What to do
Render every line of the items below as a Markdown table, with the row number in a column named Row and the line itself in a column named Line. Skip blank lines and leave the pictures out.

"""

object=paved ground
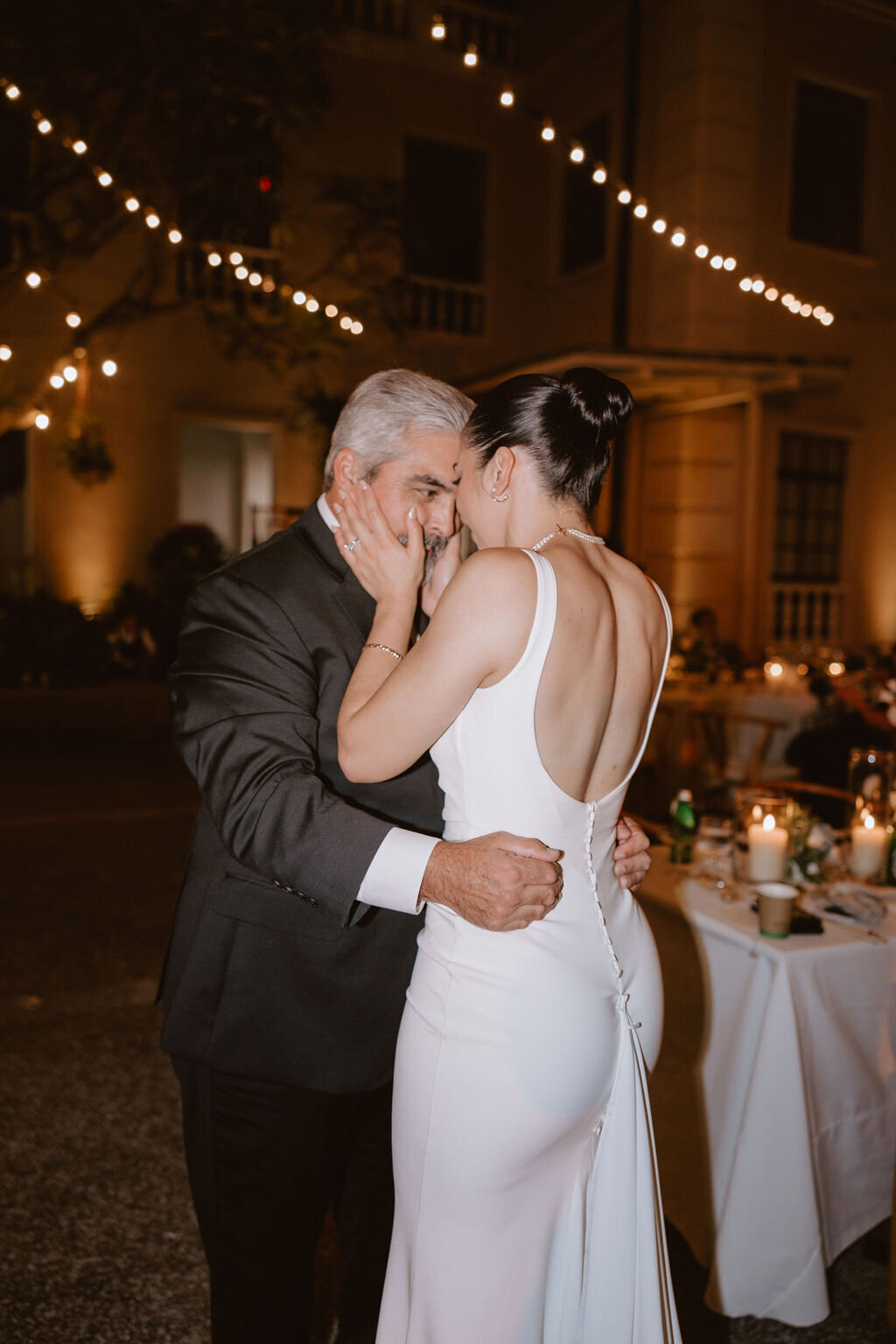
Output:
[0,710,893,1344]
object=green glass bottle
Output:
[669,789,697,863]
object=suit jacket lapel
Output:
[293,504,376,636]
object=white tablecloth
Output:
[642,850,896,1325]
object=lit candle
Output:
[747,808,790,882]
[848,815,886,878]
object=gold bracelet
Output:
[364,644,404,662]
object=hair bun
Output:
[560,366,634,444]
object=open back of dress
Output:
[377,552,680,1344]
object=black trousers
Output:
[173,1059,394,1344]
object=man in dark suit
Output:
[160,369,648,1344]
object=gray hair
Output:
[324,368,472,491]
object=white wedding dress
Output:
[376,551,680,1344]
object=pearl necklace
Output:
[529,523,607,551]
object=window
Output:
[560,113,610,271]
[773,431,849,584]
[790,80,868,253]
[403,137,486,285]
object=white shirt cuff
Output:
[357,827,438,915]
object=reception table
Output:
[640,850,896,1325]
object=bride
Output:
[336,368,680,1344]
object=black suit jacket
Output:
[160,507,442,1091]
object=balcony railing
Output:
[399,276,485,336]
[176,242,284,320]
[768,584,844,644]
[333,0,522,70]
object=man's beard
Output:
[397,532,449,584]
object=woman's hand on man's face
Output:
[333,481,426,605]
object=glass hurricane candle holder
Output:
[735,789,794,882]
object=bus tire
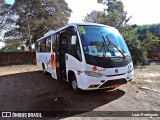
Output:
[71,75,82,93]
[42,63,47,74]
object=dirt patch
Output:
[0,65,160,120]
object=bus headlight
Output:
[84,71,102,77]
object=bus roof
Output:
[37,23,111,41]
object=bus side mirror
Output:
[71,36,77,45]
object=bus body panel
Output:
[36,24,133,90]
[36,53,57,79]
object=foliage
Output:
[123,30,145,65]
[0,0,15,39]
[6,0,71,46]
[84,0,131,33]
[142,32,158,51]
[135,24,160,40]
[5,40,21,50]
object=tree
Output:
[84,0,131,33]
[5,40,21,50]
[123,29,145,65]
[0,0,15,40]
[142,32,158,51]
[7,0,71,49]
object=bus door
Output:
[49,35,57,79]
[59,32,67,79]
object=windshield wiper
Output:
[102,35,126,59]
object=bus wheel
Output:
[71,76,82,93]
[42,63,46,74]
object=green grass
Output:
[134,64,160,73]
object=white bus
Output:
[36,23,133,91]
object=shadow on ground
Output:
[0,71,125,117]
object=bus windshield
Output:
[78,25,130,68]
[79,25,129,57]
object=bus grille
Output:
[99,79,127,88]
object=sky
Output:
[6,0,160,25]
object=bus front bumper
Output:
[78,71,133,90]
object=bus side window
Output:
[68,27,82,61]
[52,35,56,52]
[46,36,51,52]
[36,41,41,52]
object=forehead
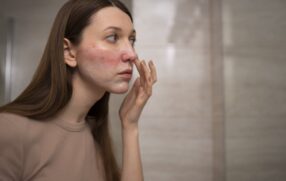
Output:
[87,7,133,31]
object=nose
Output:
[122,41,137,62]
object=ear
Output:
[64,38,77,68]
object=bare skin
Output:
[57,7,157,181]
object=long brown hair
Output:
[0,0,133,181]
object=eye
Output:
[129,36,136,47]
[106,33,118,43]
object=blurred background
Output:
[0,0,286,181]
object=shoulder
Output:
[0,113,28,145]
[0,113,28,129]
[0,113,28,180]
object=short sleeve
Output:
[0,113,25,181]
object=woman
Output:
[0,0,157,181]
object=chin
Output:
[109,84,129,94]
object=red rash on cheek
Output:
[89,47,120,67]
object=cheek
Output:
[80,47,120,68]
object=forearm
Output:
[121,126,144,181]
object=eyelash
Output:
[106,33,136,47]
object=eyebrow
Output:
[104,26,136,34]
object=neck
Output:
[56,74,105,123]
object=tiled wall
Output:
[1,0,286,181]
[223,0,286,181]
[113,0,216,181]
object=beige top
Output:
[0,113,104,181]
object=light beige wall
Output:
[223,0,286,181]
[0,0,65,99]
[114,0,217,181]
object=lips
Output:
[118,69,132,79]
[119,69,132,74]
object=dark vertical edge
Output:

"""

Reply
| Row | Line |
|---|---|
| 1 | object=paved ground |
| 2 | Output: |
| 3 | [0,710,893,1344] |
| 4 | object=green glass bottle |
| 5 | Output: |
| 6 | [669,789,697,863] |
| 7 | object=suit jacket lapel |
| 8 | Output: |
| 9 | [293,504,376,636] |
| 10 | object=white tablecloth |
| 11 | Output: |
| 12 | [642,850,896,1325] |
| 13 | object=lit candle |
| 14 | Output: |
| 15 | [747,808,790,882] |
| 16 | [848,815,886,878] |
| 17 | object=gold bracelet |
| 18 | Output: |
| 19 | [364,644,404,662] |
| 20 | object=hair bun |
| 21 | Output: |
| 22 | [560,366,634,444] |
| 23 | object=open back of dress |
| 24 | Output: |
| 25 | [377,552,680,1344] |
| 26 | object=black trousers |
| 27 | Output: |
| 28 | [173,1059,394,1344] |
| 29 | object=man in dark suit |
| 30 | Output: |
| 31 | [160,369,648,1344] |
| 32 | object=gray hair |
| 33 | Output: |
| 34 | [324,368,472,491] |
| 35 | object=white wedding dress |
| 36 | Output: |
| 37 | [376,551,680,1344] |
| 38 | object=pearl necklace |
| 39 | Output: |
| 40 | [529,523,607,551] |
| 41 | object=window |
| 42 | Output: |
| 43 | [560,113,610,271] |
| 44 | [773,431,849,584] |
| 45 | [790,80,868,253] |
| 46 | [403,137,486,285] |
| 47 | object=white shirt cuff |
| 48 | Output: |
| 49 | [357,827,438,915] |
| 50 | object=reception table |
| 51 | Output: |
| 52 | [640,850,896,1325] |
| 53 | object=bride |
| 54 | Output: |
| 55 | [336,368,680,1344] |
| 56 | object=black suit jacket |
| 57 | Output: |
| 58 | [160,507,442,1091] |
| 59 | object=balcony railing |
| 60 | Output: |
| 61 | [399,276,485,336] |
| 62 | [176,242,284,320] |
| 63 | [768,584,844,644] |
| 64 | [333,0,522,70] |
| 65 | object=man's beard |
| 66 | Output: |
| 67 | [397,532,449,584] |
| 68 | object=woman's hand on man's face |
| 69 | Output: |
| 70 | [333,481,426,605] |
| 71 | object=glass hurricane candle holder |
| 72 | Output: |
| 73 | [735,789,794,882] |
| 74 | object=bus tire |
| 75 | Output: |
| 76 | [71,75,82,93] |
| 77 | [42,63,47,74] |
| 78 | object=dirt patch |
| 79 | Output: |
| 80 | [0,65,160,120] |
| 81 | object=bus headlight |
| 82 | Output: |
| 83 | [84,71,102,77] |
| 84 | object=bus roof |
| 85 | Output: |
| 86 | [37,23,111,41] |
| 87 | object=bus side mirror |
| 88 | Output: |
| 89 | [71,36,77,45] |
| 90 | object=bus body panel |
| 91 | Output: |
| 92 | [36,24,133,90] |
| 93 | [36,53,57,79] |
| 94 | object=foliage |
| 95 | Output: |
| 96 | [123,30,145,65] |
| 97 | [0,0,15,39] |
| 98 | [6,0,71,46] |
| 99 | [84,0,131,33] |
| 100 | [142,32,158,51] |
| 101 | [135,24,160,40] |
| 102 | [5,40,21,50] |
| 103 | object=tree |
| 104 | Output: |
| 105 | [84,0,131,33] |
| 106 | [5,40,21,50] |
| 107 | [123,29,145,65] |
| 108 | [0,0,15,40] |
| 109 | [142,32,158,51] |
| 110 | [7,0,71,49] |
| 111 | object=bus door |
| 112 | Output: |
| 113 | [49,35,57,79] |
| 114 | [59,32,67,79] |
| 115 | object=windshield wiper |
| 116 | Output: |
| 117 | [102,35,126,59] |
| 118 | object=bus wheel |
| 119 | Output: |
| 120 | [71,76,82,93] |
| 121 | [42,63,46,74] |
| 122 | object=green grass |
| 123 | Output: |
| 124 | [134,64,160,73] |
| 125 | object=white bus |
| 126 | Output: |
| 127 | [36,23,133,91] |
| 128 | object=shadow on ground |
| 129 | Output: |
| 130 | [0,71,125,117] |
| 131 | object=bus windshield |
| 132 | Output: |
| 133 | [78,25,130,68] |
| 134 | [79,25,129,57] |
| 135 | object=bus grille |
| 136 | Output: |
| 137 | [99,79,127,88] |
| 138 | object=sky |
| 139 | Output: |
| 140 | [6,0,160,25] |
| 141 | object=bus front bumper |
| 142 | Output: |
| 143 | [78,71,133,90] |
| 144 | object=bus side window |
| 145 | Output: |
| 146 | [68,27,82,61] |
| 147 | [52,35,56,52] |
| 148 | [46,36,51,52] |
| 149 | [36,41,41,52] |
| 150 | object=forehead |
| 151 | Output: |
| 152 | [87,7,133,31] |
| 153 | object=nose |
| 154 | Output: |
| 155 | [122,41,137,62] |
| 156 | object=ear |
| 157 | Output: |
| 158 | [64,38,77,68] |
| 159 | object=bare skin |
| 160 | Output: |
| 161 | [57,7,157,181] |
| 162 | object=long brown hair |
| 163 | Output: |
| 164 | [0,0,133,181] |
| 165 | object=eye |
| 166 | Output: |
| 167 | [129,36,136,47] |
| 168 | [106,33,118,43] |
| 169 | object=blurred background |
| 170 | Output: |
| 171 | [0,0,286,181] |
| 172 | object=shoulder |
| 173 | Output: |
| 174 | [0,113,28,145] |
| 175 | [0,113,28,129] |
| 176 | [0,113,28,180] |
| 177 | object=short sleeve |
| 178 | Output: |
| 179 | [0,113,25,181] |
| 180 | object=woman |
| 181 | Output: |
| 182 | [0,0,157,181] |
| 183 | object=chin |
| 184 | Output: |
| 185 | [109,84,129,94] |
| 186 | object=red rash on cheek |
| 187 | Output: |
| 188 | [89,47,120,67] |
| 189 | object=cheek |
| 190 | Output: |
| 191 | [80,47,120,68] |
| 192 | object=forearm |
| 193 | Output: |
| 194 | [121,126,144,181] |
| 195 | object=eyelash |
| 196 | Output: |
| 197 | [106,33,136,47] |
| 198 | object=eyebrow |
| 199 | Output: |
| 200 | [104,26,136,34] |
| 201 | object=neck |
| 202 | Output: |
| 203 | [56,74,105,123] |
| 204 | object=tiled wall |
| 205 | Output: |
| 206 | [1,0,286,181] |
| 207 | [223,0,286,181] |
| 208 | [113,0,216,181] |
| 209 | object=beige top |
| 210 | Output: |
| 211 | [0,113,104,181] |
| 212 | object=light beige wall |
| 213 | Output: |
| 214 | [223,0,286,181] |
| 215 | [0,0,65,99] |
| 216 | [114,0,217,181] |
| 217 | object=lips |
| 218 | Output: |
| 219 | [118,69,132,79] |
| 220 | [119,69,132,74] |
| 221 | object=dark vertical edge |
| 222 | Output: |